### Source document

Press Those Buttons - User Input
We need to get input from the player. For this, we will be using the KeyDown
and KeyUp
events of our Windows Form. Seems quite simple, but remember, we should only run logic from the main loop and at the right time. You can't just perform logic as soon as a key is pressed. As a really obvious example, if your game ran at 2FPS and the player moves at a speed of 4px per frame, then the player should move 8px a second, right? But, if we move the player as soon as the button is pressed, then the player can move as fast as they can press the button. Also, using the events alone, we don't know if a button is still being held.
So, we need a way to store which buttons have been pressed so that we can check them in our loop when we run our logic. You could use an array of bool
s to keep track of the buttons, but it's much easier to use flags. What I mean by flags, is that we have an int
or a long
, and each bit in these variables represents a key. So, in an int
, we can keep track of 32 keys, and in a long
, we can keep track of 64. If we use an int
, the first bit may represent 'Left' and the second 'Right', the third 'Up', and so on. This int
would show that Left and Up are pressed:
00000000000000000000000000000101
So, we can see from the binary representation of our int
, that two buttons are pressed. The actual value of the int
would be 5. We will use an enumeration to keep track of our game keys, and use bitwise operators to add and remove keys. The enumeration and implementation will look like this:
[Flags]
public enum GameKeys : int
{
Null = 0,
Up = 0x01,
Down = 0x02,
Left = 0x04,
Right = 0x08
}
...
GameKeys pressedKeys = GameKeys.Null;
...
KeyDown(KeyEventArgs e)
{
switch(e.KeyCode)
{
case Keys.Left:
pressedKeys |= GameKeys.Left;
break;
...
}
}
KeyUp(KeyEventArgs e)
{
switch(e.KeyCode)
{
case Keys.Left:
pressedKeys &= ~GameKeys.Left;
break;
...
}
}
We can then check if a key is being pressed, by using:
if((pressedKeys&GameKeys.Left) == GameKeys.Left)
This statement would check if the left arrow key was being pressed. To add a key, we use the OR
operator, that means that we combine the two values together - this is not quite the same as addition.
0010
OR 1001
= 1011;
When we check if a key is pressed, we use the AND
operator, which means that the result only contains a 1 where both of the bits are 1.
0100 (GameKeys.Key)

### Entries provided
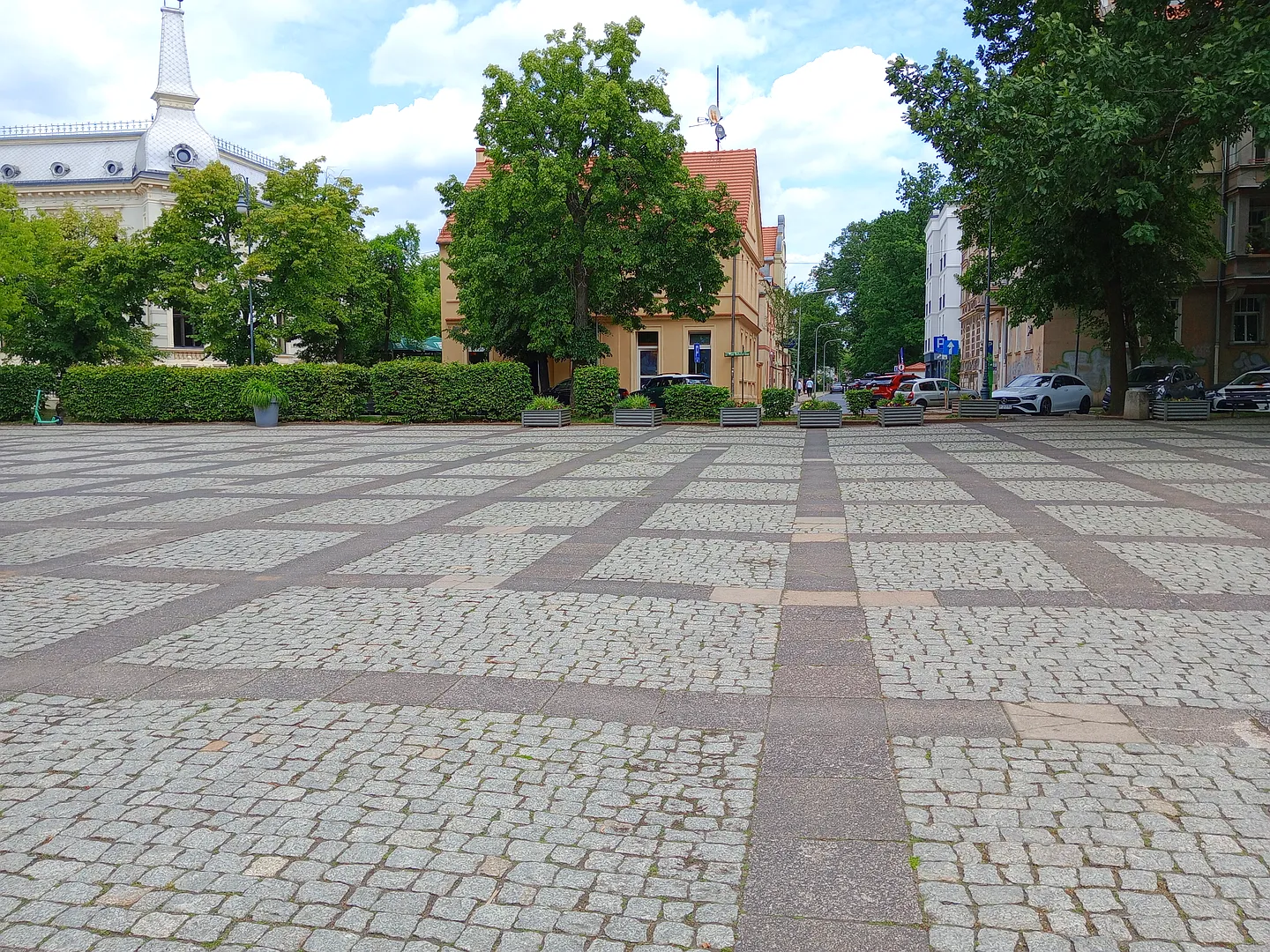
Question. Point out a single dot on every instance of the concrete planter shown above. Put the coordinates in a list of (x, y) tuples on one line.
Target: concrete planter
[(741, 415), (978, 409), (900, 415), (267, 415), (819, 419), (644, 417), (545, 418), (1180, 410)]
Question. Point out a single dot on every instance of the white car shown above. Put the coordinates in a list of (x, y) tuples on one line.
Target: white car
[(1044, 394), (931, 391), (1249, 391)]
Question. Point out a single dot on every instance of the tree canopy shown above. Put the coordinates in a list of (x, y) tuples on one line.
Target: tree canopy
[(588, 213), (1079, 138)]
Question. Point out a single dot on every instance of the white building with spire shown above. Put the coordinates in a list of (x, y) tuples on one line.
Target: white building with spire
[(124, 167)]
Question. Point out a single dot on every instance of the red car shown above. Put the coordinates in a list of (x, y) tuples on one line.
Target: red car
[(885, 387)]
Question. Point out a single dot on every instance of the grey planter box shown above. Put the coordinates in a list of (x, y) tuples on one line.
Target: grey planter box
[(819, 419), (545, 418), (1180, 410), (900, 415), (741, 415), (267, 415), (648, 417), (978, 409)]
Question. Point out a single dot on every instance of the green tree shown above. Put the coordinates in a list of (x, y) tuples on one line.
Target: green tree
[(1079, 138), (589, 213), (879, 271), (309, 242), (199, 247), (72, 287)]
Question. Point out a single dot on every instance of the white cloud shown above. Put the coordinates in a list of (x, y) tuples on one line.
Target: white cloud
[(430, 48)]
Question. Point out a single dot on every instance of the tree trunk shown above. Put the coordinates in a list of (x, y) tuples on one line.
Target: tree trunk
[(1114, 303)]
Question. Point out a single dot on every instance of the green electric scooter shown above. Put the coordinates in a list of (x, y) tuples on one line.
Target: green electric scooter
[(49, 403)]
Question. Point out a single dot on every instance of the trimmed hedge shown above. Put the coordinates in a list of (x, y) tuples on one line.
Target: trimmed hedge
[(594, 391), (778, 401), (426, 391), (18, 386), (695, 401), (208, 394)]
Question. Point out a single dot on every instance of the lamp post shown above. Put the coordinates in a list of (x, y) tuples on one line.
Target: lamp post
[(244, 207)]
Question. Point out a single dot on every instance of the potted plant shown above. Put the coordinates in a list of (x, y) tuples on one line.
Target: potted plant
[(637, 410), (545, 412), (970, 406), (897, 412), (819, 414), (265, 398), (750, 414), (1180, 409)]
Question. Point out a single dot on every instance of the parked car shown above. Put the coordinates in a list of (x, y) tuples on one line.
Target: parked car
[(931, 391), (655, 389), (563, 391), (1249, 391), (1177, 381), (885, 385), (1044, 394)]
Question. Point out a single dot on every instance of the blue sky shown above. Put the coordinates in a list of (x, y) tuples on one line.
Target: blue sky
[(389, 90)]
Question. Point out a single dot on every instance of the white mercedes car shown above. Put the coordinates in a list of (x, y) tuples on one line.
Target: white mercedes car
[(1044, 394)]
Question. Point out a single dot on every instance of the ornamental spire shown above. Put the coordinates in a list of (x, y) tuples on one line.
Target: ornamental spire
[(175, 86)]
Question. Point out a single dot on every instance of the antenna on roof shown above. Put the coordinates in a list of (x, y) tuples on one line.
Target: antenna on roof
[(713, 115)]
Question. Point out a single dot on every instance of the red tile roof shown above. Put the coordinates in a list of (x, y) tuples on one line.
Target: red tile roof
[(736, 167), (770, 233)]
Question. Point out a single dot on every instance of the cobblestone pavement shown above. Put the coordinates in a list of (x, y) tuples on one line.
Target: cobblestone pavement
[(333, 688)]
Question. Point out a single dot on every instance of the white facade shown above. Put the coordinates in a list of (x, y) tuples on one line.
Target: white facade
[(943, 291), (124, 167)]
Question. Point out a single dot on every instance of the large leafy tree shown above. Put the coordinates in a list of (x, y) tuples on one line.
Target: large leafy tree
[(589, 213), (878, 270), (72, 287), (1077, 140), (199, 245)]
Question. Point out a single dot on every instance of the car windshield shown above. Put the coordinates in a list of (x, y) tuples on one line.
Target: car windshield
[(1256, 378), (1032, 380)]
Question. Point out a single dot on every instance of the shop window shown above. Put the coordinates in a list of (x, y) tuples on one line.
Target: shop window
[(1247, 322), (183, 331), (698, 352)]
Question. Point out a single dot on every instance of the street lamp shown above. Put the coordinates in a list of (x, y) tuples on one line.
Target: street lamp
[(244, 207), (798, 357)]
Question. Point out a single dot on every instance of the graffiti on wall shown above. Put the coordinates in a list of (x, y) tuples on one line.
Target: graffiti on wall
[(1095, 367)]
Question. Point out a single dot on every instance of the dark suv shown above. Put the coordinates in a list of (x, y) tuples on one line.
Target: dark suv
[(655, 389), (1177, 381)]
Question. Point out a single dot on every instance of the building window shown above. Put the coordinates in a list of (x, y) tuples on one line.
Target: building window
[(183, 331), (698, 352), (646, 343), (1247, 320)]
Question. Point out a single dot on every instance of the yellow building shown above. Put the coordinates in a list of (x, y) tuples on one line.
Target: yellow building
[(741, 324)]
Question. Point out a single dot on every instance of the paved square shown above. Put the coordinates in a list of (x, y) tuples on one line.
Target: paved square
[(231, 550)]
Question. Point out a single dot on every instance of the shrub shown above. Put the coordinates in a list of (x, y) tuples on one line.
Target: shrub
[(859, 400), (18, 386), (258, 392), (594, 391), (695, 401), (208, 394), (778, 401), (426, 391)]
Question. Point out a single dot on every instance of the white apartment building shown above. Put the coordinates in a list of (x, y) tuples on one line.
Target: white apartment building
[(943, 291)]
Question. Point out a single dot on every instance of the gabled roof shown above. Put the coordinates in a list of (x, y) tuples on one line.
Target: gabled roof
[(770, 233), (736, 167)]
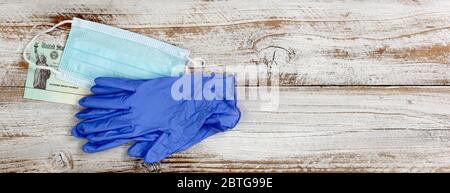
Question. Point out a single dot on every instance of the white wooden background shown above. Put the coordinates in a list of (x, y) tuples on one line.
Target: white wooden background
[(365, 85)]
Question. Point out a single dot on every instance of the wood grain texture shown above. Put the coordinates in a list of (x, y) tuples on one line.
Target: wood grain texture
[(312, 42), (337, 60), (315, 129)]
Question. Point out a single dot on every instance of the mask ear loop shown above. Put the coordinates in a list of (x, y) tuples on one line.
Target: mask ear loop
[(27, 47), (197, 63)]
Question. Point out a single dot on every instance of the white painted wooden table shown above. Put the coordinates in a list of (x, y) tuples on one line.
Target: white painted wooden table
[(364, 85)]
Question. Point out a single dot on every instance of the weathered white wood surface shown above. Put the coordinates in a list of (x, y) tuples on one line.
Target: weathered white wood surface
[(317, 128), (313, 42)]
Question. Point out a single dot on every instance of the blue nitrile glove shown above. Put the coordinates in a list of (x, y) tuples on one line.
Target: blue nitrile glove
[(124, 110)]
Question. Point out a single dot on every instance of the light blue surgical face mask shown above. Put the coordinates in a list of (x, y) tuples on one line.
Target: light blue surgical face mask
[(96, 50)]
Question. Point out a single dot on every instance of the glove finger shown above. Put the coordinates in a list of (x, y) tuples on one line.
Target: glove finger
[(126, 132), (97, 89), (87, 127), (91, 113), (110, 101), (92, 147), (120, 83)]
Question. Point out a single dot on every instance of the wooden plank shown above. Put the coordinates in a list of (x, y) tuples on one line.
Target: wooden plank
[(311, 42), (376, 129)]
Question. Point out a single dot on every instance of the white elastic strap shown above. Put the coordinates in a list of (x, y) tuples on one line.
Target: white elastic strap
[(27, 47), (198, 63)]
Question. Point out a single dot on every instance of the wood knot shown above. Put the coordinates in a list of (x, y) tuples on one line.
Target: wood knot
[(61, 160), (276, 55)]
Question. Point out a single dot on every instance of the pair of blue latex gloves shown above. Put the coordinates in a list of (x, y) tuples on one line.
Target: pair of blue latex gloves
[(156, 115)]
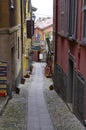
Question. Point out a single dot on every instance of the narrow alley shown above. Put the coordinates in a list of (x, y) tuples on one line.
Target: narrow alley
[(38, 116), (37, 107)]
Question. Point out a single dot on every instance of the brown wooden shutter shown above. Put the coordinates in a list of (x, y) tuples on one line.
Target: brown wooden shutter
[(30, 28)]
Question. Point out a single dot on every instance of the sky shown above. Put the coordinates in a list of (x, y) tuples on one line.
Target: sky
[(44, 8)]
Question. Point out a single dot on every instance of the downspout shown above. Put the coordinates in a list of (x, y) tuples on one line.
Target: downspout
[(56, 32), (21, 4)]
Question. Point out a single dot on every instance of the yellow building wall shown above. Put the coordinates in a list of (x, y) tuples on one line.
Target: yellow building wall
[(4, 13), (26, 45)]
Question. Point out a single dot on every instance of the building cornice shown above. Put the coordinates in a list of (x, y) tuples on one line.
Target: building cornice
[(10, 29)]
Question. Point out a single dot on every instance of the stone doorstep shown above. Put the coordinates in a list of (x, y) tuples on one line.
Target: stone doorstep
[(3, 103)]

### Task list
1. From the user input tutorial, return the passage from "This statement would" to "same as addition.".
2. In the user input tutorial, how many keys can be tracked with a long?
3. Continue the user input tutorial from the point where it stops.

### Answers to each task
1.
This statement would check if the left arrow key was being pressed. To add a key, we use the OR
operator, that means that we combine the two values together - this is not quite the same as addition.

2. 64 keys.

3.
AND 1111 (pressedKeys)
= 0100
So, if the result of our AND
operation is the same as the key we are checking for, then the button is being pressed.
There is at least one exception to performing logic in the events themselves - closing the game. In the demo, you will see that I have set Escape to change m_playing
to false
so that our thread will close, and then I call Application.Exit()
to close the form. It is important to make sure we exit our thread before closing the form, or we will likely get an error, which won't look very good.
What We're All Here For - Animating A Sprite
Now, we're going to get on with drawing and animating a sprite.
What Is A Sprite?
In a 2D game, a sprite is basically just an image which represents an object in the game. So, to draw a sprite with no animation, you simply draw an image or part of an image to the screen.
If we wanted to draw a space invaders alien to the screen, we would load the image from the hard disk, and then use Graphics.DrawImage(...);
to draw it to our buffer. So, if we where using this image (and we are):
then, we would need to find the X and Y coordinates in the image for the alien, and its width and height. I can tell you that the first alien is at (48, 89) and is 16*16 in size. To draw it to the screen, we would use this overload of the DrawImage
method: DrawImage(Image, destination rectangle, srcX, srcY, srcWidth, srcHeight, GraphicsUnit)
.
Bitmap spaceInvaders = new Bitmap("path to image");
...
DrawGraphics()
{
Graphics g = Graphics.FromImage(buffer);
g.DrawImage(spaceInvaders, new Rectangle(50,50,16,16),
48, 89, 16, 16, GraphicsUnit.Pixel);
}
That would draw the little alien at (50,50) on our screen. And, of course, if you wanted to stretch or shrink the sprite, just change the width and height of the rectangle.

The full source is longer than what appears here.